» Tarefa:
Reproduza fielmente, no texto sobre as férias judiciais, tudo desde "O Ministro da" até "durante as férias.".

» Trecho selecionado:
■ ■ ■ ■

«O Primeiro-Ministro anunciou, com veemência - com a mesma com que se dirigiu às farmácias cuja perigosidade lobística parece equiparar à dos Magistrados – o fim dos «três meses de férias judiciais» (sic ) relacionando-as com os atrasos dos processos.
O Ministro da Justiça reforçou a afirmação, declarando, em entrevista dada à revista «Visão» de 5/5/2005, que 97% dos processos estão parados durante as férias.
Estas afirmações são, obviamente, demagógicas e completamente incorrectas e o Governo bem o sabe!
Só que, na falta de coragem e determinação política (e provavelmente de competência) para um verdadeiro programa de grandes reformas estruturais, também na Justiça, que todos os economistas e outros especialistas apontam como indispensáveis, o Governo está mais interessado em prolongar o seu estado de graça, se possível até às próximas legislativas, com meia dúzia de medidas populistas que a imprensa docilmente absorve com elogios e a população, em geral, aplaude na sua inocência.

■ ■ ■ ■

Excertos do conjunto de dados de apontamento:
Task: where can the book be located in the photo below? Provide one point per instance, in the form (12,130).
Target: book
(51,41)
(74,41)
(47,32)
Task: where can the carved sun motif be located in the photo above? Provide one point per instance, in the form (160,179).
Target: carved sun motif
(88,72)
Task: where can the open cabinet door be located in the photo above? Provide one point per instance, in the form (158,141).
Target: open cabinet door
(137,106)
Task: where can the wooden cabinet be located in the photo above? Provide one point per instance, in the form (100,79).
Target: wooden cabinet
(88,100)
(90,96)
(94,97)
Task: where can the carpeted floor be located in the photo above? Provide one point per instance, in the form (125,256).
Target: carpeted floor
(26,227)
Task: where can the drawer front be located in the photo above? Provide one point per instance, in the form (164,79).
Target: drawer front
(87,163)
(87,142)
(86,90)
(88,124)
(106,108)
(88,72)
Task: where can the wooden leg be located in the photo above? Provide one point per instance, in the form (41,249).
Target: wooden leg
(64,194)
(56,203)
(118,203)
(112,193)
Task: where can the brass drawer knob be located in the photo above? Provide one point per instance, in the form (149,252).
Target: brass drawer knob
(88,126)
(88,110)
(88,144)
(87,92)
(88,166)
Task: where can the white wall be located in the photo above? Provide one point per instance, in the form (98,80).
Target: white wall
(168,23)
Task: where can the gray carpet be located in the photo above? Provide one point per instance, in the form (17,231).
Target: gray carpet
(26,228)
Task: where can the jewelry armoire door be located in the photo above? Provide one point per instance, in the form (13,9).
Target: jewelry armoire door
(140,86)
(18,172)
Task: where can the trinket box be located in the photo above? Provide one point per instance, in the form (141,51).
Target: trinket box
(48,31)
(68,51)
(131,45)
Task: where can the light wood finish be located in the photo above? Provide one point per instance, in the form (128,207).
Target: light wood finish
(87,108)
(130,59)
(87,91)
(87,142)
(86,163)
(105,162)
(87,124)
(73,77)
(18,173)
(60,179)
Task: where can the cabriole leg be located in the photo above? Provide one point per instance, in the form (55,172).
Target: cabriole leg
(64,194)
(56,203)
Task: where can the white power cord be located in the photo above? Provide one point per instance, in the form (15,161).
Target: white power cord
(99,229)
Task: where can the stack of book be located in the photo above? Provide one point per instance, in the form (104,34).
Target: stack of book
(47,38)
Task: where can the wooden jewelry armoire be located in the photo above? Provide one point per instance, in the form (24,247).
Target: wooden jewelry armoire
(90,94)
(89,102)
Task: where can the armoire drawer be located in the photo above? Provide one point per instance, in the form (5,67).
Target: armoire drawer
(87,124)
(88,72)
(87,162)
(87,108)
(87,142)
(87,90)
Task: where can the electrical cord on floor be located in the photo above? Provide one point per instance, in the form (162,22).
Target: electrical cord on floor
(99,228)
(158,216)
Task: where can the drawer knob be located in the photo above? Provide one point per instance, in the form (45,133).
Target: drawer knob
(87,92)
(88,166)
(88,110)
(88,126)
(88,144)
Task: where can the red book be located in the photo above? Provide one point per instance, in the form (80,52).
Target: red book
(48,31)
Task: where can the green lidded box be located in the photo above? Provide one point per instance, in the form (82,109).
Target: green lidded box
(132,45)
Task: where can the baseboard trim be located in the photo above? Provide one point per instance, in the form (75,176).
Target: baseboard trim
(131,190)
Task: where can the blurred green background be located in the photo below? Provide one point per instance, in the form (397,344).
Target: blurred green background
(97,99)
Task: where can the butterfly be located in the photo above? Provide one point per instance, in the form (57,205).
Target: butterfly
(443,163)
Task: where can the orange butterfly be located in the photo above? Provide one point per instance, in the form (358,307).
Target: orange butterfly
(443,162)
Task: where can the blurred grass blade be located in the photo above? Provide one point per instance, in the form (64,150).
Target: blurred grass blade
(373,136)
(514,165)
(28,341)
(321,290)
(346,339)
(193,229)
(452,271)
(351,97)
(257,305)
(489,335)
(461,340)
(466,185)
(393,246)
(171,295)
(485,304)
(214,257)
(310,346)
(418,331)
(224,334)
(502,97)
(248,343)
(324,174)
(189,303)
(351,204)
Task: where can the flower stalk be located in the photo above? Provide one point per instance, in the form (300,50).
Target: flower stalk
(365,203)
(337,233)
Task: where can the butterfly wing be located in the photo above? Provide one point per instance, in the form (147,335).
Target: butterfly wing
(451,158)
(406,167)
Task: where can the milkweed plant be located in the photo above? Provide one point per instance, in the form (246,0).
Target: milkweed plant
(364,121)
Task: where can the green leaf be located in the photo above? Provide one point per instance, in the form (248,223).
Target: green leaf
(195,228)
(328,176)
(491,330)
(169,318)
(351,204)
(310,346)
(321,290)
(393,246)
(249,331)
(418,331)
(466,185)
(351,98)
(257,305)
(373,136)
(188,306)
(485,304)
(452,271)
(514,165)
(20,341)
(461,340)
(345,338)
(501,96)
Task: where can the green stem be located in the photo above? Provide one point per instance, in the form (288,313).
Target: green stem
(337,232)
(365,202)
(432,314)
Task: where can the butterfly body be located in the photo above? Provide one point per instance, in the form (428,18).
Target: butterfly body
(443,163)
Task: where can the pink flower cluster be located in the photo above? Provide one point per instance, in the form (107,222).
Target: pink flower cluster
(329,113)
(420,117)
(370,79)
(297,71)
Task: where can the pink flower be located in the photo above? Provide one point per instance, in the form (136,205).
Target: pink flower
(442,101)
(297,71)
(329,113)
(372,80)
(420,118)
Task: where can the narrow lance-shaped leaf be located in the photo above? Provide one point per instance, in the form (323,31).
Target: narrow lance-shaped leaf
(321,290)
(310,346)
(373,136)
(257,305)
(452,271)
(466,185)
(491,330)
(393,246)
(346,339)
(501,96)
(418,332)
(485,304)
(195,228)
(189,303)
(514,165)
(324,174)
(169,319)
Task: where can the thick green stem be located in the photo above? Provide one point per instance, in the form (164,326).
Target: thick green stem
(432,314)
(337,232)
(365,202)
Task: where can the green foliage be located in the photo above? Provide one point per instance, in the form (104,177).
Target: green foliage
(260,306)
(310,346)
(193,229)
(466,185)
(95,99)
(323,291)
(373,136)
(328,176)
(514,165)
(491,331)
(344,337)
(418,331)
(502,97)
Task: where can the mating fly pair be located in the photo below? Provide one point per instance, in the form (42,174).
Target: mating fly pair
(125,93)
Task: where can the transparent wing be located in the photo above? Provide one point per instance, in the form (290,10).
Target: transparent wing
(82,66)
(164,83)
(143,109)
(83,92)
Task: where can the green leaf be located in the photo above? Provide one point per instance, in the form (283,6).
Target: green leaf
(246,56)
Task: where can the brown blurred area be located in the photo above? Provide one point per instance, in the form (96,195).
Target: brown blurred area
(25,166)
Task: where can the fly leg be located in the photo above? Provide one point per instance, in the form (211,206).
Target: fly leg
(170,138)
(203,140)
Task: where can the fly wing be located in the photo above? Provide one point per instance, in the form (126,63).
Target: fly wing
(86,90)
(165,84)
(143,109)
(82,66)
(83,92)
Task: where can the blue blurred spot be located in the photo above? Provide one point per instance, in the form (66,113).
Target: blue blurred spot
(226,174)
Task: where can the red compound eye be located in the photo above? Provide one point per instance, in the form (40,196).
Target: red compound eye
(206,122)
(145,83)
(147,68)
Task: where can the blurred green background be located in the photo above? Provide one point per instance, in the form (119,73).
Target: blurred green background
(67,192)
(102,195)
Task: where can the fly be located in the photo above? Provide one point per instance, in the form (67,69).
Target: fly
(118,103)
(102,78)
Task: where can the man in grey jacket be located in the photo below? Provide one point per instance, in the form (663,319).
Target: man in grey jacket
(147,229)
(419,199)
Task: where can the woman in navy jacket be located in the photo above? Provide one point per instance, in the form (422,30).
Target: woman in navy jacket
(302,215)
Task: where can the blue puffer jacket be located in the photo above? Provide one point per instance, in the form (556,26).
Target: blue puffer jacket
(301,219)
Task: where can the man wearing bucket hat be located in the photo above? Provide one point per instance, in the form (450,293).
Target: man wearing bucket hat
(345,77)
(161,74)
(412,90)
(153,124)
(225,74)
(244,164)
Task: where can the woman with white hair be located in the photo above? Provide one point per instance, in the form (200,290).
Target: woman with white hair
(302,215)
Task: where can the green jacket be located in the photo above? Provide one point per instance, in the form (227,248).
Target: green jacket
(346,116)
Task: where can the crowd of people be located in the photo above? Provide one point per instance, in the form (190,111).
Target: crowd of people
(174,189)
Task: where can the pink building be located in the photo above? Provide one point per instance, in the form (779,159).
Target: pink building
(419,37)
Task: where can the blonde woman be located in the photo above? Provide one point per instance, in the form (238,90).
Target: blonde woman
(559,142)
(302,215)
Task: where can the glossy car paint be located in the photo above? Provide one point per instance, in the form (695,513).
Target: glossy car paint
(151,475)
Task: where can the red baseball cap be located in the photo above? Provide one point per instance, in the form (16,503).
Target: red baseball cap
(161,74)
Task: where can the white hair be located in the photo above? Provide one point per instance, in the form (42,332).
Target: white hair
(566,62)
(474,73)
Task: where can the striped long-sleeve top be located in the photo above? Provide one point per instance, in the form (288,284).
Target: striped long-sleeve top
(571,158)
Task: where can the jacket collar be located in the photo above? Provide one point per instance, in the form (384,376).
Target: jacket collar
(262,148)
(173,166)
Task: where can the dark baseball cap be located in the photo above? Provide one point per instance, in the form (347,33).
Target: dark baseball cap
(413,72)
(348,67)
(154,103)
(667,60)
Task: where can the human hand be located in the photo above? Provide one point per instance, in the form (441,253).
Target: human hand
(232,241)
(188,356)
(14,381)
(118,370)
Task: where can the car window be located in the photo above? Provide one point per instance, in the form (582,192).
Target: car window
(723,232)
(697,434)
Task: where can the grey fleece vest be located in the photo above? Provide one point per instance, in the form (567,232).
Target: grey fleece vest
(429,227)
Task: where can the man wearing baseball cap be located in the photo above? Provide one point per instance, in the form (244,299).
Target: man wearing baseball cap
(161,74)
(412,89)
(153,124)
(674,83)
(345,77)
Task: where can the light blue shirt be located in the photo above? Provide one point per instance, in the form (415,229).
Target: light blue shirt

■ ■ ■ ■

» Resultado:
O Ministro da Justiça reforçou a afirmação, declarando, em entrevista dada à revista «Visão» de 5/5/2005, que 97% dos processos estão parados durante as férias.